§ TO-DO ITEM: In the lines from the start of the material through the line containing "positive clicks: (678, 379)", inclusive, rename every "clicks" to "points" and keep all other text unchanged. Leave the pictures out of your answer.

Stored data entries
=== Section Start ===
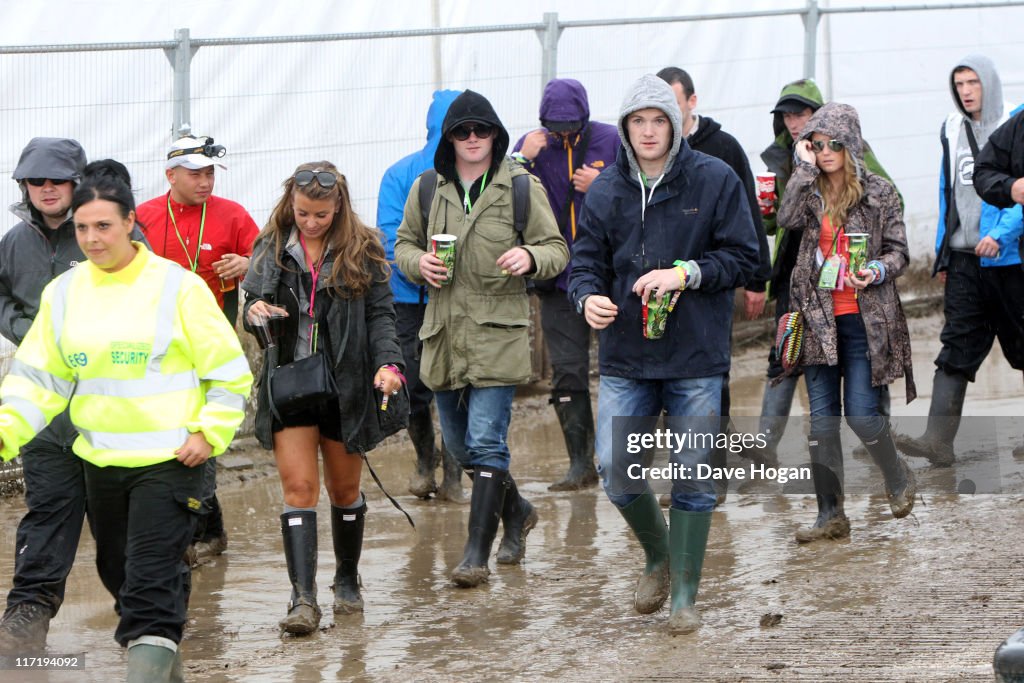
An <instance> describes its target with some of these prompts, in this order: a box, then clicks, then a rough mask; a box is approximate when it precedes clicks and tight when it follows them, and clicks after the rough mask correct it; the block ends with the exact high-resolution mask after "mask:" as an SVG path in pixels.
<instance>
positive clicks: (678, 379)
mask: <svg viewBox="0 0 1024 683" xmlns="http://www.w3.org/2000/svg"><path fill="white" fill-rule="evenodd" d="M723 382H724V376H723V375H715V376H712V377H697V378H691V379H678V380H631V379H626V378H622V377H608V376H604V375H602V376H601V383H600V388H599V393H598V397H597V444H596V451H597V461H598V465H597V471H598V474H600V475H601V482H602V484H603V485H604V492H605V494H607V496H608V499H609V500H610V501H611V502H612V503H613V504H614V505H616V506H617V507H620V508H624V507H626V506H627V505H629V504H630V503H632V502H633V501H635V500H636V499H637V498H639V496H640V495H639V494H637V493H626V492H624V490H621V489H618V486H617V485H613V484H612V481H613V480H618V481H622V480H624V478H625V477H626V476H627V475H626V472H627V470H628V469H629V467H630V465H634V464H638V463H642V461H643V455H642V454H637V455H631V454H628V453H625V452H624V453H620V454H614V453H613V450H614V449H613V445H614V444H613V442H612V424H613V423H612V419H613V418H622V417H657V416H659V415H662V413H663V411H664V412H665V413H666V414H667V415H669V416H671V417H697V418H714V419H711V420H700V421H699V422H698V424H700V425H701V426H702V428H701V431H705V430H706V429H708V427H710V426H712V425H713V429H714V430H718V429H720V428H721V424H720V420H719V419H717V418H719V417H720V416H719V411H720V409H721V403H722V385H723ZM711 452H712V449H711V447H710V446H708V447H687V449H683V450H681V451H680V452H679V453H675V452H672V455H671V456H670V460H671V462H672V463H676V464H679V465H682V466H685V467H688V468H690V470H689V471H690V472H691V473H695V472H696V466H697V465H698V464H702V465H708V464H709V463H710V459H711ZM643 485H644V486H645V487H646V488H647V490H649V487H647V486H646V484H643ZM672 507H674V508H677V509H680V510H688V511H691V512H707V511H710V510H712V509H714V507H715V487H714V484H713V482H712V481H711V480H708V479H705V480H697V479H695V478H694V479H689V480H685V481H684V480H681V479H678V478H676V479H673V484H672Z"/></svg>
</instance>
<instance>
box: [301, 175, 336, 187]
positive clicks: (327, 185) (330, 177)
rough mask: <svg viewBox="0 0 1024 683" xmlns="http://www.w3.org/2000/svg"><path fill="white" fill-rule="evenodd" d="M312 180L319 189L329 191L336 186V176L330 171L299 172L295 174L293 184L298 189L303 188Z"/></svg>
mask: <svg viewBox="0 0 1024 683" xmlns="http://www.w3.org/2000/svg"><path fill="white" fill-rule="evenodd" d="M313 180H316V182H317V183H318V184H319V186H321V187H324V188H325V189H329V188H331V187H334V186H335V184H337V182H338V176H336V175H335V174H334V173H331V171H299V172H298V173H296V174H295V184H297V185H298V186H299V187H305V186H306V185H308V184H309V183H310V182H312V181H313Z"/></svg>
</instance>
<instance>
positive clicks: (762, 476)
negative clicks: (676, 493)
mask: <svg viewBox="0 0 1024 683" xmlns="http://www.w3.org/2000/svg"><path fill="white" fill-rule="evenodd" d="M853 423H854V425H855V426H856V431H855V430H854V428H853V427H851V425H850V422H849V421H848V420H847V419H836V418H815V419H811V418H807V417H801V418H790V419H787V420H784V421H777V420H776V421H768V422H767V423H766V424H762V421H761V419H760V418H758V417H745V418H744V417H733V418H731V419H728V420H722V419H721V418H717V417H716V418H706V417H700V418H692V417H690V418H681V417H670V416H662V417H660V418H649V417H645V418H613V419H612V420H611V462H610V467H606V472H605V475H606V476H607V478H608V485H609V493H611V494H612V495H617V494H626V495H629V494H640V493H643V492H644V490H646V489H647V488H648V486H649V487H650V488H653V489H654V492H655V493H668V492H673V490H674V492H677V493H686V492H700V493H711V492H713V490H714V492H717V493H719V494H721V493H723V492H724V490H733V492H738V493H750V494H757V495H774V494H786V495H813V494H814V469H815V467H812V459H811V449H810V446H809V440H812V441H814V442H815V443H817V442H820V441H822V439H824V440H828V439H834V440H836V441H838V444H839V446H838V447H839V449H840V451H841V452H842V456H841V458H839V459H838V463H834V464H831V465H830V466H829V467H830V469H831V470H833V472H831V474H834V475H835V476H837V477H839V479H840V481H841V484H842V487H843V490H844V494H865V495H877V494H882V493H884V484H883V476H882V471H881V469H880V467H879V463H880V462H884V460H885V459H887V458H891V457H892V456H891V454H890V447H889V446H888V445H887V443H886V434H889V435H890V436H891V438H892V442H893V443H894V444H895V445H896V454H897V456H898V457H899V458H902V459H903V460H905V462H906V463H907V464H908V465H909V467H910V469H911V470H912V471H913V472H914V474H915V477H916V479H918V487H919V492H920V493H921V494H925V495H973V494H992V495H999V494H1004V495H1016V496H1019V495H1024V417H1016V416H999V417H969V418H963V419H956V418H944V419H942V420H936V419H934V418H932V419H931V427H930V426H929V424H930V419H929V418H927V417H893V418H889V419H884V418H867V419H863V418H862V419H859V420H858V419H853ZM880 430H881V431H880ZM780 432H781V433H780ZM812 434H814V438H811V435H812ZM858 434H859V435H858ZM950 434H954V436H953V437H952V438H949V435H950ZM861 436H863V438H861ZM922 436H925V438H924V439H922V438H921V437H922ZM864 441H866V442H868V443H869V444H870V447H869V449H866V450H865V449H864V446H863V445H862V443H863V442H864ZM819 469H820V468H819Z"/></svg>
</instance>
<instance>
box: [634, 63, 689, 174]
mask: <svg viewBox="0 0 1024 683" xmlns="http://www.w3.org/2000/svg"><path fill="white" fill-rule="evenodd" d="M648 109H655V110H660V111H663V112H665V114H666V116H668V117H669V121H670V122H672V146H671V147H669V158H668V159H667V160H666V162H665V171H664V172H665V173H668V172H669V171H670V170H671V169H672V164H673V163H674V162H675V161H676V157H677V156H678V155H679V148H680V146H682V145H683V144H685V142H684V141H683V113H682V112H680V111H679V102H678V101H676V93H675V92H674V91H673V89H672V86H670V85H669V84H668V83H666V82H665V81H663V80H662V79H659V78H658V77H657V76H654V75H653V74H645V75H643V76H641V77H640V78H639V79H637V81H635V82H634V83H633V85H631V86H630V88H629V90H627V91H626V97H624V98H623V105H622V108H621V109H620V112H618V139H621V140H622V141H623V148H624V151H625V153H626V158H627V159H628V160H629V163H630V170H631V171H633V173H639V172H640V165H639V164H637V159H636V155H635V154H634V152H633V145H632V144H631V143H630V137H629V133H628V132H627V130H626V118H627V117H628V116H629V115H631V114H633V113H634V112H639V111H640V110H648Z"/></svg>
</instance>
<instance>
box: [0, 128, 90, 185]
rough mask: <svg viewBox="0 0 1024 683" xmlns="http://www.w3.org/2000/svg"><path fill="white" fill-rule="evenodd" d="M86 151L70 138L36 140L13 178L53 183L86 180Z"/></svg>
mask: <svg viewBox="0 0 1024 683" xmlns="http://www.w3.org/2000/svg"><path fill="white" fill-rule="evenodd" d="M85 164H86V159H85V150H83V148H82V145H81V144H79V142H78V140H72V139H69V138H66V137H34V138H32V139H31V140H29V143H28V144H27V145H25V150H23V151H22V157H20V158H19V159H18V160H17V166H15V167H14V173H13V174H12V176H13V178H14V179H15V180H17V181H22V180H25V179H26V178H49V179H50V180H71V181H72V182H75V183H78V182H80V181H81V180H82V170H83V169H84V168H85Z"/></svg>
=== Section End ===
§ ANSWER SPACE:
An <instance> describes its target with some of these prompts, in this order: a box, then points, then a rough mask; a box is approximate when it precedes points and tight when it follows them, and points after the rough mask correct it; the block ends with the exact high-resolution mask after "mask:" as an SVG path in pixels.
<instance>
positive points: (678, 379)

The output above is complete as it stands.